Excerpt -
┄┄┄┄┄┄┄┄┄┄

GAP:  Thanks for correcting my assumption on waves.  

On the other hand some larger hovercraft can handle conditions of up to Sea State 4.

I apologise for dominating this thread, but as I say I have been fascinated by this topic for years.

Back in 1997 an organization calling itself Hoverquest, Inc.  tried to raise funds for an arctic expedition using two Griffon hovercraft:  a 1500 and a 2500 model.  I gather from looking at Griffons literature that these models have been superseded.  However the 2000 and the 3000 are in a similar size range.

The expedition route was to be Yellowknife, down the MacKenzie, to Inuvik and Tuktoyuktuk, to Paulatuk, Coppermine, Cambridge Bay, Gjoa Haven, Spence Bay and Resolute.

The projected rate of advance was 300 miles per day with a total transit time of 4 to 7 days.   The expedition cost was estimated at 2.4-3.0 MCAD (including the price of the hovercraft).  AFAIK they are still looking for funding.

The Griffon 1500: 16 passengers, 33'x13'x9', 1x192 HP, 30 kts, 7 Imp Gals of diesel per hour with a 60 Imp Gal tank resulting in an endurance of about 8 hours and a range of less than 400 km one way.



The Griffon 2500: 30 passengers, 45'x16'x12', 2x192 HP, 30 kts, 13 Imp Gals of diesel per hour with a 90 Imp Gal tank resulting in an endurance of about 7 hours and a range of less than 350 km one way.

Presumably larger tanks could be installed.

And a_majoor:

I agree with your analysis that the hovercraft might be seen as a "low-flying helicopter".  As I noted this makes it safer and perhaps more likely to be available when needed.  It would be a useful logistical adjunct to your Airborne battalion (an idea I don't disagree with but apparently stationing troops in areas without Timmies is not an operationally viable concept for the CF).  It would also give the Navy/CG/RCMP a potential working vessel for patrols/intercepts.


----------



## GAP (23 May 2006)

I don't find you dominating the thread other than with good info.

Why are we not considering what they use in Antarctica? There was some use of hovercraft down there, I think by the British. I'm probably out to lunch on that, but chewing all that aluminum has it's effect on the memory.


----------



## Kirkhill (23 May 2006)

There was a British outfit called the Interservice Hovercraft Trials Unit back in the 1960s that trialled hovercraft in virtually every environment known to man ( with the possible exception of Mount Everest).  Those trials included the Canadian arctic, along with tropical rivers, deltas and IIRC the Sahara desert.   No doubt there are more up to date and relevant trials involving DND, the CG and even oil companies that could be examined.

Some of the IHTU trials might have included Antarctica as well.  Do you have any links or references?


----------



## GAP (23 May 2006)

No, I'm searching now at work, but keep getting pulled away. All I have at the moment is a decrepit memory. I am thinking along the lines of the approach the USMC used to develop their landing craft..must be based on something for them to spend the big $$


----------



## GAP (23 May 2006)

┄┄┄┄┄┄┄┄┄┄

Work to be completed - Reproduce the passage of the hovercraft thread starting with "## Kirkhill (23" and going on through "could be examined.", word for word.

Data excerpt -
┄┄┄┄┄┄┄┄┄┄

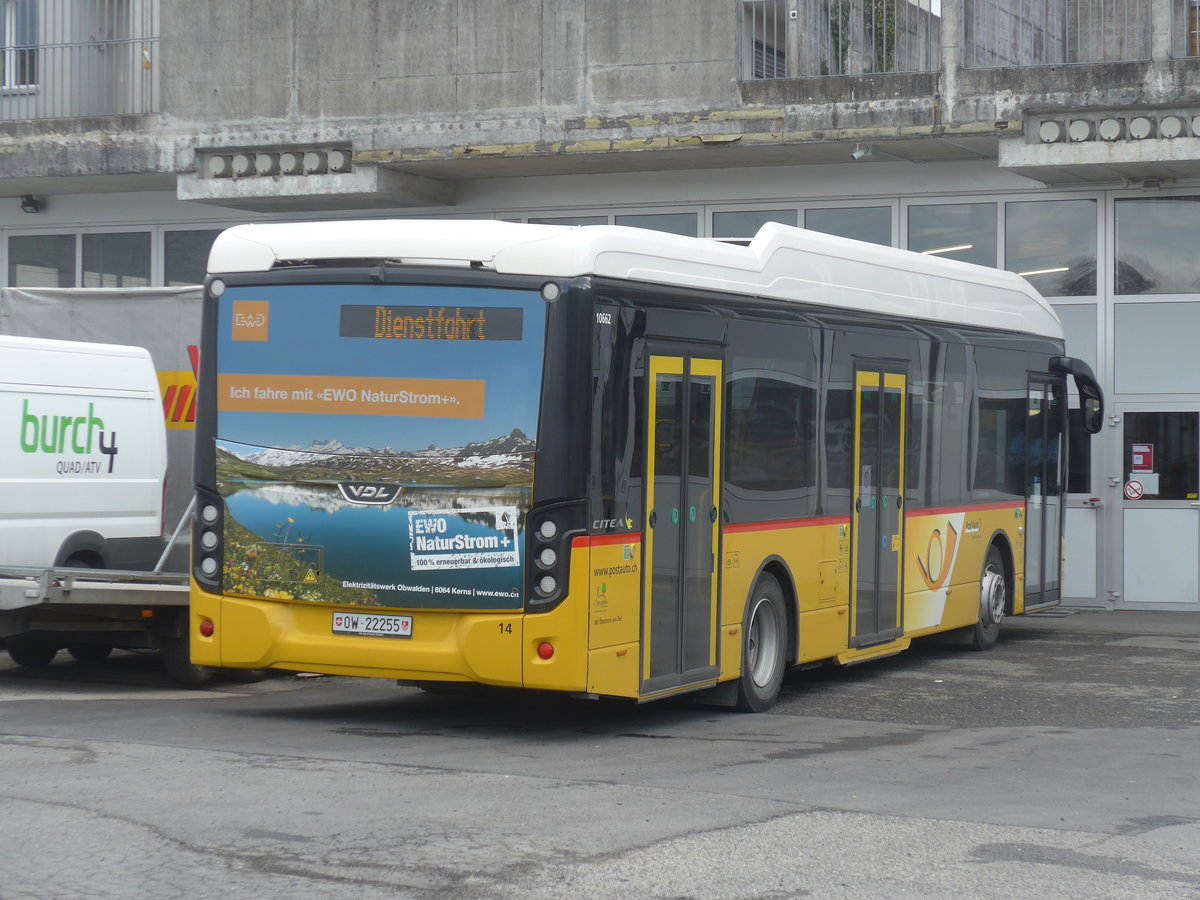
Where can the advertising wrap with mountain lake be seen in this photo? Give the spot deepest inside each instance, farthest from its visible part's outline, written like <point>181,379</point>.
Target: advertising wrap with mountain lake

┄┄┄┄┄┄┄┄┄┄

Complete answer -
## Kirkhill (23 May 2006)

There was a British outfit called the Interservice Hovercraft Trials Unit back in the 1960s that trialled hovercraft in virtually every environment known to man ( with the possible exception of Mount Everest).  Those trials included the Canadian arctic, along with tropical rivers, deltas and IIRC the Sahara desert.   No doubt there are more up to date and relevant trials involving DND, the CG and even oil companies that could be examined.